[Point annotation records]
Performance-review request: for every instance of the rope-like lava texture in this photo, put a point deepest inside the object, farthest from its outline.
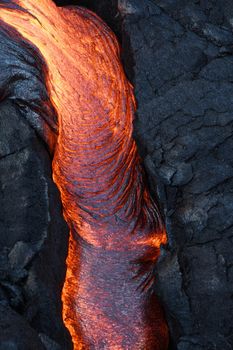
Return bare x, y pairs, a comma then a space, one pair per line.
115, 227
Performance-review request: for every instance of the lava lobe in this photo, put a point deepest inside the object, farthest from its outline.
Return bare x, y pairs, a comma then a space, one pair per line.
115, 226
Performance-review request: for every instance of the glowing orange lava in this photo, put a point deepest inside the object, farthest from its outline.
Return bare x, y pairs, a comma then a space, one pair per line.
115, 229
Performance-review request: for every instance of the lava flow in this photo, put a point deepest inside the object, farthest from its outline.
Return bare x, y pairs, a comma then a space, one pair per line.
115, 227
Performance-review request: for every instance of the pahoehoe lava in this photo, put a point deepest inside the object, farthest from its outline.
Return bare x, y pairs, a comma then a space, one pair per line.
115, 226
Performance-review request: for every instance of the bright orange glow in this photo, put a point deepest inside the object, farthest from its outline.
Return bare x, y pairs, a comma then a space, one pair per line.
115, 228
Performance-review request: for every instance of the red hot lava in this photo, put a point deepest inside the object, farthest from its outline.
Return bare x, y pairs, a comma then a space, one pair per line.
115, 228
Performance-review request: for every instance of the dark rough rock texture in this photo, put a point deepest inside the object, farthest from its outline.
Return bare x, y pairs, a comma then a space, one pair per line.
33, 233
182, 71
178, 54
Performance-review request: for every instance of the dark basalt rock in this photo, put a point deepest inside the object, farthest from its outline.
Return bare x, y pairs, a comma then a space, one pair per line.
178, 54
182, 55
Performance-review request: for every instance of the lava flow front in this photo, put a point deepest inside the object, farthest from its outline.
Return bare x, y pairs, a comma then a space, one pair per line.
115, 228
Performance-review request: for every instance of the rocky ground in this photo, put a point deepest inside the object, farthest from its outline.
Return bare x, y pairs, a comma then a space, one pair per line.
178, 55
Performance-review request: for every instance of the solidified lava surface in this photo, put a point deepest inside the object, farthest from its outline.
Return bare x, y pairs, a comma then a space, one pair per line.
115, 226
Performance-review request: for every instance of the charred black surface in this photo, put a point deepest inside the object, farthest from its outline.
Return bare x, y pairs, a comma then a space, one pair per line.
182, 72
180, 55
33, 237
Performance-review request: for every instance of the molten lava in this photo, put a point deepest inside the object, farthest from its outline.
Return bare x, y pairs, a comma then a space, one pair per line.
115, 228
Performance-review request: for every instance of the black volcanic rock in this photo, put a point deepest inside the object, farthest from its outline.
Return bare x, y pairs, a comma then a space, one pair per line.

● To do: Reproduce the whole listing word for word, setting aside any pictures.

● Final answer:
Performance-review request: for every instance of the rope-like lava texture in this photo, put a point deepest inside the object, farthest from its outline.
Return bare x, y pairs, a comma then a space, one pair per line.
115, 227
Performance-review request: for every instance of the lava lobe in this photo, put a point deepest inside the object, farthest from its outline.
Return bare x, y pairs, a comma then a space, one pair per line.
115, 226
Performance-review request: for every instance of the glowing orange lava in this photo, put a point deepest inside the object, farthest from its outline.
Return bare x, y pairs, a comma then a space, one pair per line.
115, 229
Performance-review request: for every instance of the lava flow in this photo, put a point deepest inside the object, farthest from its outline.
Return bare x, y pairs, a comma then a space, one pair per line.
115, 227
Performance-review request: for every instance of the pahoehoe lava in this photo, put a point deepest inside the object, farthest from its outline.
Return bare x, y pairs, a comma then a space, one pair per line.
115, 226
Performance-review request: for every instance of the bright orange glow in this photo, put a point deepest inside the object, farthest from its outline.
Return bare x, y pairs, a comma then a space, one pair per line.
115, 228
Performance-review request: for every instance of the red hot lava in this photo, put a point deepest inside the object, farthest from its outline.
Return bare x, y pairs, a comma then a space, one pair per line.
115, 228
Performance-review request: for every instance of the dark rough rock texture in this photo, put a point deepest inside the object, farthest from its outline.
Return bare x, y pairs, a comma then a space, one pair per line.
33, 233
182, 71
178, 54
Performance-review request: for every instance of the dark basalt rock in this photo, put a point deepest inside the object, farthest from its outline.
Return bare x, y pairs, a comma then a space, one pair per line.
178, 54
182, 55
Performance-review request: for every instance of the lava flow front in this photo, put a point deepest inside the object, farthest from its outline.
Return bare x, y pairs, a comma then a space, one pair per line.
115, 228
Performance-review request: for every instance of the rocky ground in this photo, put a point deepest inside the object, farthest from its outline.
Return bare x, y pairs, a comma then a space, one pair per line.
178, 55
Performance-review request: for every instance of the solidified lava surface in this photo, put a point deepest inside the object, farthest from its outline.
Return bare x, y pairs, a comma then a space, one pair per line.
115, 226
Performance-review request: for every instance of the charred black surface in this photo, put a point deepest inside the object, farthest from its outline.
Return bare x, y pairs, a comma then a space, one pair per line.
182, 72
180, 55
33, 237
Performance-review request: for every instance of the molten lava in this photo, put a point deepest inside the object, farthest from its outline.
Return bare x, y pairs, a comma then a space, one pair per line.
115, 228
Performance-review request: for every instance of the black volcanic rock in this photo, put a point deepest inside the object, farthest from its outline.
Return bare x, y pairs, a comma then a space, one pair per line.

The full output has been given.